(Labeled point records)
## Start

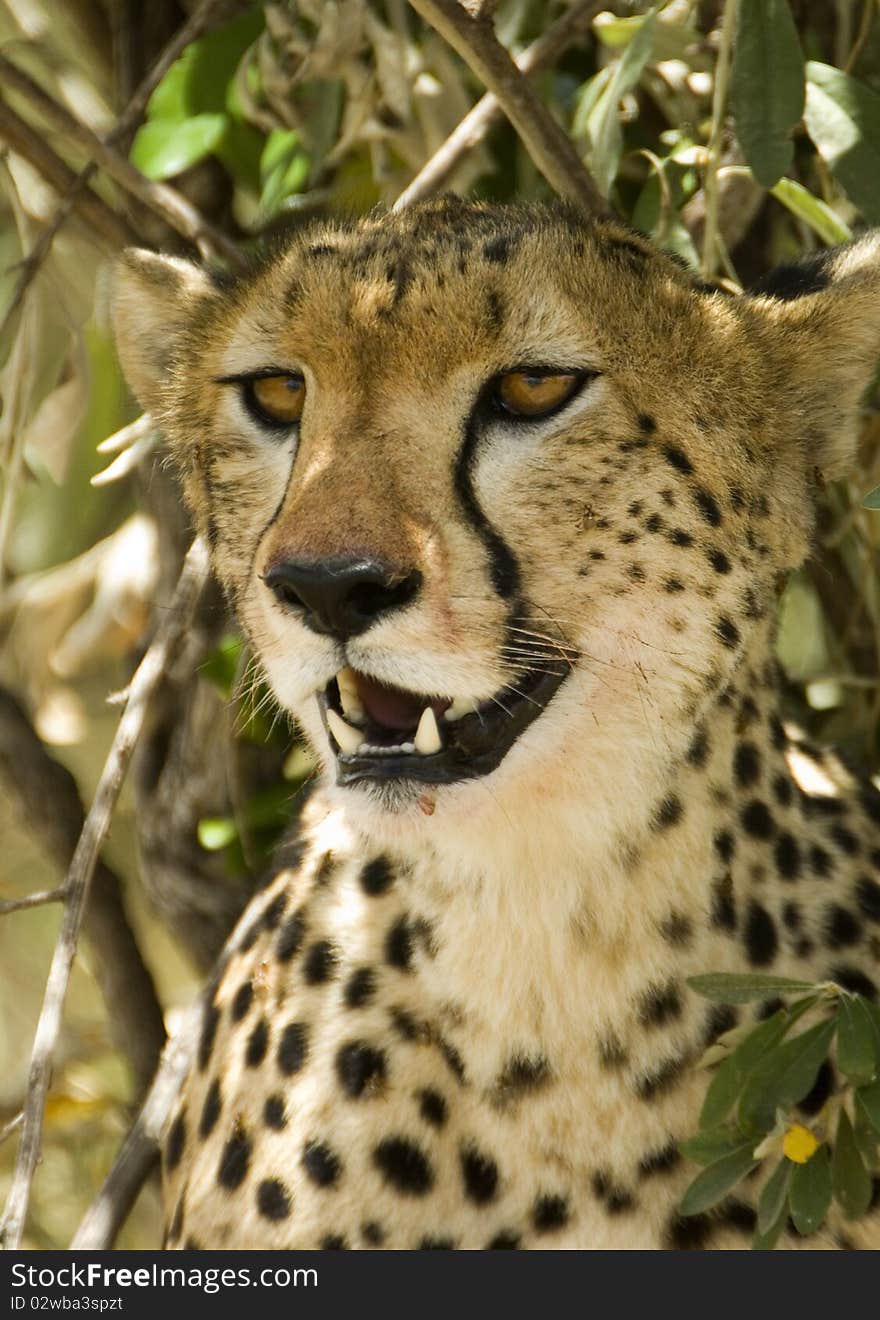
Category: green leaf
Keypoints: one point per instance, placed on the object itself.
(606, 133)
(843, 119)
(165, 148)
(812, 210)
(784, 1075)
(868, 1098)
(810, 1192)
(710, 1146)
(744, 988)
(850, 1179)
(773, 1197)
(767, 86)
(714, 1183)
(855, 1040)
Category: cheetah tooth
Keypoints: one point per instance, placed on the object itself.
(428, 738)
(459, 708)
(348, 697)
(348, 738)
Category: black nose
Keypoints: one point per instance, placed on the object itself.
(342, 595)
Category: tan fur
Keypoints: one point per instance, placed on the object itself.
(554, 907)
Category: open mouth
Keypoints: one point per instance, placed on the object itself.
(383, 733)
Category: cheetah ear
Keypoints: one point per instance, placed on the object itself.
(826, 316)
(153, 300)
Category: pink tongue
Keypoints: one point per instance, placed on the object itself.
(392, 708)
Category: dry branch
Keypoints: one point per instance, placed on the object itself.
(49, 800)
(98, 215)
(476, 124)
(148, 675)
(546, 143)
(164, 201)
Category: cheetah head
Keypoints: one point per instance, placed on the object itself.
(502, 496)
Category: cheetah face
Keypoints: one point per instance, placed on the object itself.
(496, 491)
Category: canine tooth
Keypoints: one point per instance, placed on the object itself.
(348, 693)
(428, 738)
(461, 706)
(348, 738)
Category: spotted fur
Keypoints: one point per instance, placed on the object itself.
(462, 1018)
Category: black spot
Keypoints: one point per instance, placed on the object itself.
(359, 1067)
(399, 945)
(242, 1001)
(757, 819)
(504, 1241)
(761, 940)
(727, 631)
(235, 1159)
(376, 877)
(273, 1199)
(257, 1044)
(360, 988)
(293, 1047)
(273, 1113)
(819, 1092)
(677, 929)
(550, 1213)
(319, 962)
(747, 764)
(432, 1106)
(321, 1163)
(867, 892)
(292, 936)
(210, 1109)
(841, 927)
(788, 857)
(660, 1162)
(660, 1005)
(678, 458)
(724, 845)
(480, 1175)
(661, 1079)
(404, 1166)
(688, 1234)
(176, 1142)
(723, 904)
(668, 813)
(209, 1031)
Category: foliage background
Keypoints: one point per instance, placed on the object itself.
(279, 112)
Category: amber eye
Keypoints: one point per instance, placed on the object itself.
(534, 394)
(276, 400)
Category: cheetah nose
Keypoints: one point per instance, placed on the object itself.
(342, 595)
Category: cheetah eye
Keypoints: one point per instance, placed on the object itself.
(275, 400)
(536, 394)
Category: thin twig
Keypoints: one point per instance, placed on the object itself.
(715, 139)
(98, 215)
(476, 124)
(546, 143)
(139, 1153)
(207, 13)
(173, 207)
(37, 899)
(148, 675)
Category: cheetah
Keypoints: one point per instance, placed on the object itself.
(503, 498)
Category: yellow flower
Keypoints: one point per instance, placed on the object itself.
(800, 1143)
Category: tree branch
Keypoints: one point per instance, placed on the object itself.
(49, 801)
(148, 675)
(164, 201)
(476, 124)
(98, 215)
(546, 143)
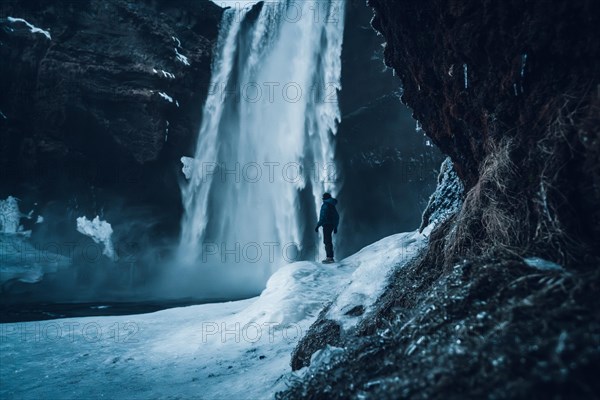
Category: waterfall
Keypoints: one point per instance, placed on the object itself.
(266, 136)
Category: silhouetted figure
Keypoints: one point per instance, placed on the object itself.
(329, 220)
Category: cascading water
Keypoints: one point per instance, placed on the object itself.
(266, 137)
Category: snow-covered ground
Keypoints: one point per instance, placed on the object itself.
(234, 350)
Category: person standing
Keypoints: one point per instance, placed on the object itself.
(329, 220)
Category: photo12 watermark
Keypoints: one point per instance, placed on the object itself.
(70, 331)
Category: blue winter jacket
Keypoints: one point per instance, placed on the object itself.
(329, 214)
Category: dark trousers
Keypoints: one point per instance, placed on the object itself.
(328, 240)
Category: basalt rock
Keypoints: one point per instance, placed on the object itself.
(106, 103)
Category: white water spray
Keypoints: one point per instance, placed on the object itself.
(266, 137)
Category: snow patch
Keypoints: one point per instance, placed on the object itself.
(32, 28)
(100, 232)
(10, 215)
(374, 265)
(189, 164)
(181, 58)
(237, 350)
(542, 264)
(165, 96)
(447, 198)
(164, 73)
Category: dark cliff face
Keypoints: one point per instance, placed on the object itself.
(84, 118)
(509, 90)
(387, 167)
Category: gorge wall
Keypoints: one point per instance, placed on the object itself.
(500, 304)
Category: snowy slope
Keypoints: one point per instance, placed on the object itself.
(238, 350)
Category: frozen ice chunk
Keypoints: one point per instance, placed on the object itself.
(100, 232)
(32, 28)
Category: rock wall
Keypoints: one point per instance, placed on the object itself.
(510, 91)
(105, 104)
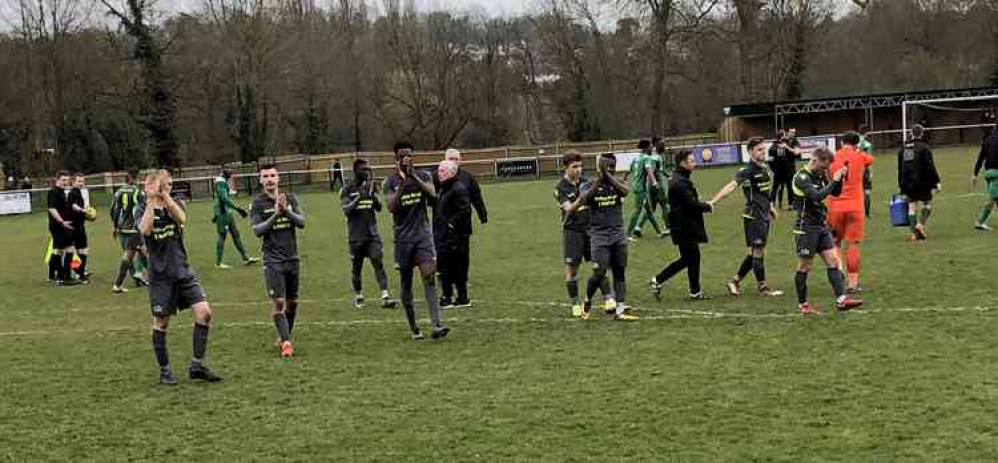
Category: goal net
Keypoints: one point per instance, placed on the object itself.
(951, 121)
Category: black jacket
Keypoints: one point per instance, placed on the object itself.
(686, 210)
(452, 215)
(916, 169)
(76, 197)
(475, 193)
(988, 157)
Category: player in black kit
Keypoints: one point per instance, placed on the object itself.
(756, 181)
(811, 186)
(172, 284)
(604, 198)
(275, 217)
(408, 191)
(361, 205)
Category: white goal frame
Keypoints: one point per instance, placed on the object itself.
(906, 103)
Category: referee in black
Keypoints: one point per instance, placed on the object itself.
(61, 229)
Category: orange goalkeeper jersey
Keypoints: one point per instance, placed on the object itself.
(851, 199)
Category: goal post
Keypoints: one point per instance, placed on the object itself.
(960, 113)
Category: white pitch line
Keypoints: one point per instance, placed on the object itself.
(674, 314)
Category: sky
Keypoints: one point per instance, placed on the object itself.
(492, 7)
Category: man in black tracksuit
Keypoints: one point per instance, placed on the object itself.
(474, 196)
(917, 178)
(451, 230)
(783, 155)
(688, 230)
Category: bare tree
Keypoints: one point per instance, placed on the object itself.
(158, 111)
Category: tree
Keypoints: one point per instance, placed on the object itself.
(158, 110)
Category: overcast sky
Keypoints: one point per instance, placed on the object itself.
(493, 7)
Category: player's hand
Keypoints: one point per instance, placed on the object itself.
(152, 188)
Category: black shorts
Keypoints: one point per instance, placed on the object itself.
(756, 232)
(369, 249)
(811, 243)
(80, 236)
(169, 297)
(576, 247)
(411, 254)
(919, 196)
(130, 241)
(281, 280)
(610, 256)
(61, 238)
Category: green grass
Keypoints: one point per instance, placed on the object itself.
(726, 379)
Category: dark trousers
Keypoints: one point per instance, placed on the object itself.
(452, 267)
(689, 259)
(334, 179)
(783, 181)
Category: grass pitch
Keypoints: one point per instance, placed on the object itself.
(909, 377)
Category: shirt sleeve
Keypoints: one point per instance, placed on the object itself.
(256, 213)
(980, 157)
(477, 201)
(140, 210)
(742, 175)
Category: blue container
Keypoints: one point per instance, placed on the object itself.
(899, 211)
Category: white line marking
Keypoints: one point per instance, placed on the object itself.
(672, 314)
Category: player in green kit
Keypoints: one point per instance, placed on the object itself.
(126, 200)
(641, 179)
(988, 160)
(658, 196)
(225, 223)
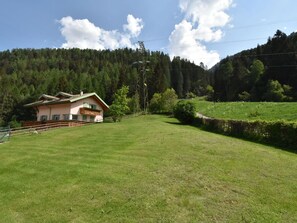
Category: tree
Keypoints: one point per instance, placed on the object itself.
(257, 70)
(185, 112)
(168, 100)
(119, 105)
(134, 103)
(155, 105)
(274, 91)
(164, 102)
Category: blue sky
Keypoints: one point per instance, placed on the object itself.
(199, 30)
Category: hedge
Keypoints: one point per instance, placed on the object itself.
(279, 133)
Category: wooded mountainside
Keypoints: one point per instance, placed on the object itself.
(265, 73)
(25, 74)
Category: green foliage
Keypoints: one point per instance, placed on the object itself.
(119, 105)
(145, 169)
(190, 95)
(244, 96)
(274, 91)
(277, 133)
(134, 103)
(14, 123)
(163, 102)
(25, 74)
(209, 92)
(155, 105)
(268, 111)
(185, 112)
(168, 100)
(258, 73)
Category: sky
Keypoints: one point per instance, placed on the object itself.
(198, 30)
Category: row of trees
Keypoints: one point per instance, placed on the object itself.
(25, 74)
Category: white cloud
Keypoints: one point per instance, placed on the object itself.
(183, 43)
(81, 33)
(134, 26)
(202, 23)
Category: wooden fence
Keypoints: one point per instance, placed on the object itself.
(37, 127)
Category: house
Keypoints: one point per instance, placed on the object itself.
(88, 107)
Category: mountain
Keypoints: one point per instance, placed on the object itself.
(265, 73)
(25, 74)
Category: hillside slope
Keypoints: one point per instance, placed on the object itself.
(144, 169)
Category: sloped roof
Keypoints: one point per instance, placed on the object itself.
(65, 98)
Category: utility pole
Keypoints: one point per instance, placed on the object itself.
(142, 81)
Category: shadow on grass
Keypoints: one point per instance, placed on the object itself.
(271, 144)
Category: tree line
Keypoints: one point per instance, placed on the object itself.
(25, 74)
(265, 73)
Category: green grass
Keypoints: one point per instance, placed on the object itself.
(144, 169)
(268, 111)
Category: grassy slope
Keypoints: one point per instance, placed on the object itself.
(145, 169)
(269, 111)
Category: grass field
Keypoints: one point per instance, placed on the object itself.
(144, 169)
(269, 111)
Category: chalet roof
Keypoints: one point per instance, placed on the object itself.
(63, 98)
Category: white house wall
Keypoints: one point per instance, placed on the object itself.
(50, 110)
(75, 106)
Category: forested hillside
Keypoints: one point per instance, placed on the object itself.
(25, 74)
(265, 73)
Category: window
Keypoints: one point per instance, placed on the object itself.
(43, 118)
(66, 117)
(86, 105)
(56, 117)
(93, 106)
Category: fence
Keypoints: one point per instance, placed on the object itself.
(4, 134)
(37, 127)
(278, 133)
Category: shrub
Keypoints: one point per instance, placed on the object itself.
(185, 112)
(277, 133)
(163, 102)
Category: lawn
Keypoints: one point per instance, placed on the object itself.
(144, 169)
(269, 111)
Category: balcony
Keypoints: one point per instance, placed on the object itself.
(89, 111)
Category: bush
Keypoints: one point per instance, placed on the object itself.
(185, 112)
(277, 133)
(163, 102)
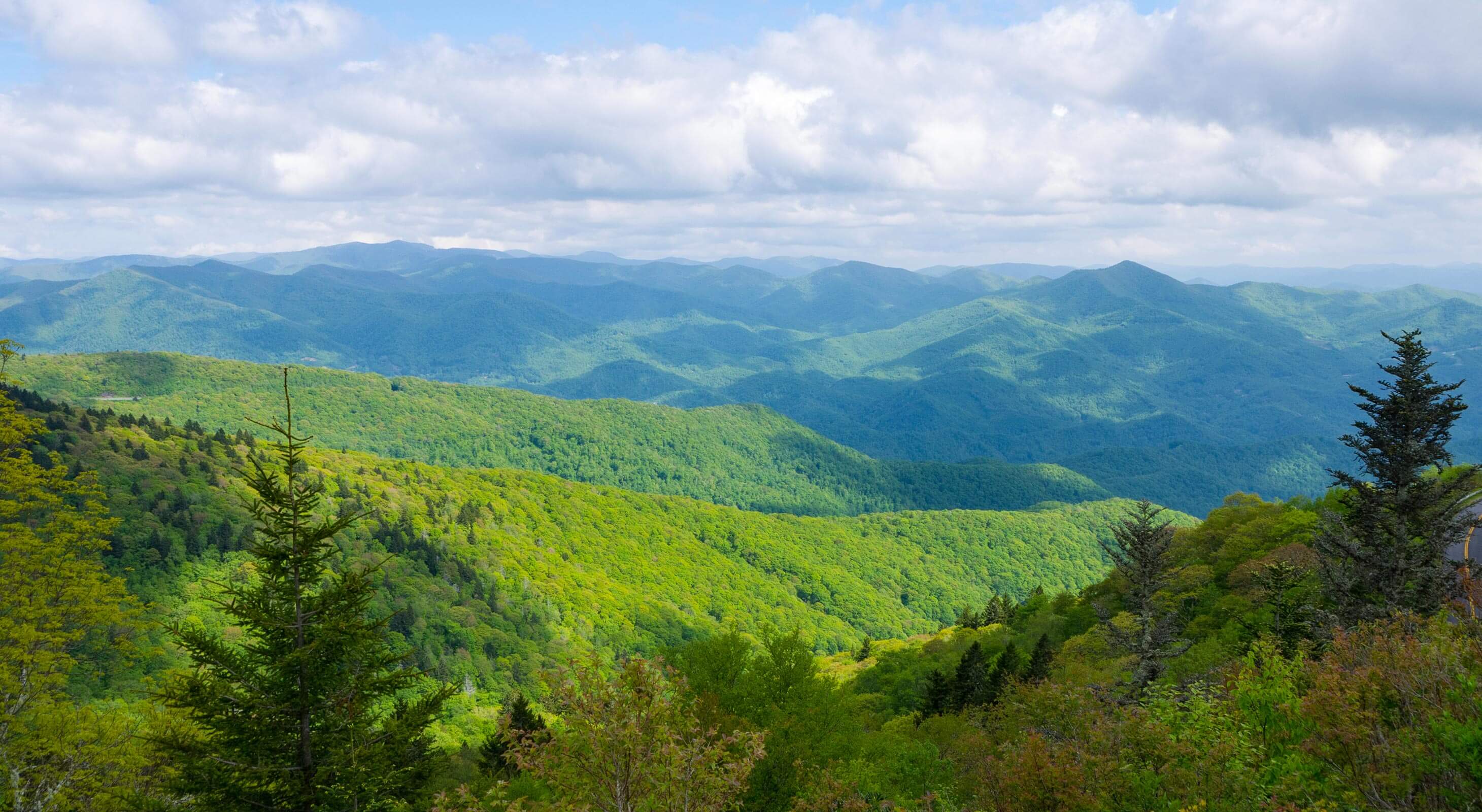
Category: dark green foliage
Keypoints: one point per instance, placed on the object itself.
(1051, 373)
(1041, 660)
(494, 753)
(772, 687)
(735, 455)
(303, 713)
(1386, 550)
(937, 697)
(1007, 669)
(1140, 550)
(1288, 606)
(971, 679)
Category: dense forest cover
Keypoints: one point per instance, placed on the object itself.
(735, 455)
(1104, 371)
(583, 647)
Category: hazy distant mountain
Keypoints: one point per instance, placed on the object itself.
(1457, 276)
(1211, 387)
(1011, 270)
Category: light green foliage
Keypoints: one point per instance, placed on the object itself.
(63, 618)
(1178, 393)
(737, 455)
(550, 566)
(310, 707)
(633, 743)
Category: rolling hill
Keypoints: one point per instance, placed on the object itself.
(735, 455)
(494, 572)
(1199, 390)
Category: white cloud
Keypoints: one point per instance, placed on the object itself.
(95, 31)
(1300, 131)
(255, 31)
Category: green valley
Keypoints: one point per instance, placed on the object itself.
(1100, 371)
(738, 455)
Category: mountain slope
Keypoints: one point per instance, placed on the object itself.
(494, 572)
(740, 455)
(1081, 369)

## End

*The task*. Write out the data again from the line with "Category: grassy slope" to the line with "(1199, 390)", substituting "hedge" for "bush" and keeping everything else the same. Leave the pictures out.

*Final result*.
Category: grassy slope
Keypoints: one point per instance, placed on the object itself.
(145, 169)
(269, 111)
Category: grass field
Keypoints: one point per instance, placed on the object itself.
(144, 169)
(269, 111)
Category: chalet roof
Keypoints: one point per instance, placed on the object itself.
(63, 98)
Category: white house wall
Keypoints: one point per instance, placed on the object itself.
(50, 110)
(75, 106)
Category: forested hillside
Keypoints: one point per instance, placed on the object itself.
(25, 74)
(265, 73)
Category: window
Keypoints: one point per instance, placed on the object itself.
(43, 118)
(66, 117)
(86, 105)
(56, 117)
(93, 106)
Category: fence
Keypoints: one point per instance, placed on the object itself.
(4, 134)
(37, 127)
(278, 133)
Category: shrub
Keypoints: one point per instance, placed on the object itself.
(185, 112)
(277, 133)
(163, 102)
Category: lawn
Keypoints: one point per instance, placed on the object itself.
(144, 169)
(269, 111)
Category: balcony
Keypoints: one point per instance, placed on the object itself.
(89, 111)
Category: hedge
Keypoints: one point per instance, placed on the object itself.
(185, 112)
(277, 133)
(163, 102)
Category: dark green foliage
Keypoints: one point per instance, placed on the object itself.
(1051, 373)
(1041, 660)
(494, 753)
(772, 687)
(735, 455)
(303, 713)
(1386, 550)
(937, 697)
(1007, 669)
(1140, 550)
(1288, 606)
(971, 679)
Category: dense forest cover
Keypoints: one point per instance, placed on the object itself.
(735, 455)
(1104, 371)
(583, 647)
Category: hazy distant mountain
Keypoints: one point per instance, placed on the object itself.
(1457, 276)
(1211, 387)
(1011, 270)
Category: light green foliage
Keypoints: one point per instance, placed on the object itself.
(63, 618)
(1178, 393)
(737, 455)
(550, 566)
(310, 707)
(633, 743)
Category: rolling hill
Keypoints: one point per instance, placed on the object itself.
(735, 455)
(494, 572)
(1199, 390)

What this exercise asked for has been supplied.